PAGE TEXT

In The Privileged Poor -- a recent study of 103 undergraduates at an elite, highly selective institution -- Harvard sociologist Anthony Jack (2019) relates an interview with a college senior who had previously attended a competitive boarding school:
I know what I ought to do. My friend struggles, ‘I don’t know this; I don’t get this; I don’t know what to do.’ I told her what to do: ‘Contact them.’ That was very intuitive to me. Reaching out to your teacher and having one-on-one time was definitely something that was at my boarding school. I didn’t think it was a big deal, but the fact that my friend was like, ‘Are you sure I can just email them?’ Not that she felt the professor wasn’t welcoming, but ‘cause she wasn’t used to that. I arguably have an advantage. I would have been meeting with my professor for a whole semester at this point and she would have been struggling (pp. 115-116).
Although some students, due to their time at well-resourced high schools, felt comfortable in their use of office hours, others’ perceptions ranged from confusion to feeling “awkward” (p. 98), like the encounter was “emotionally taxing” (p. 94), and even like they were “sucking up” through attendance (p. 107).

PARTS OF THE EXERCISE
**1.** According to the passage on office hours, how many undergraduates were in the study?
**2.** List every page reference in the passage on office hours.
**3.** Translate this sentence from the passage on office hours into Spanish: "I arguably have an advantage."
The lines after this point come from a separate source.

RAW DATA
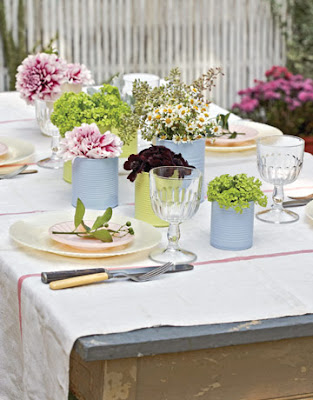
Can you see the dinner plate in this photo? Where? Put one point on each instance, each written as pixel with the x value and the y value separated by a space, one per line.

RESPONSE LIST
**1.** 103

**2.** pp. 115-116; p. 98; p. 94; p. 107

**3.** Podría decirse que tengo una ventaja.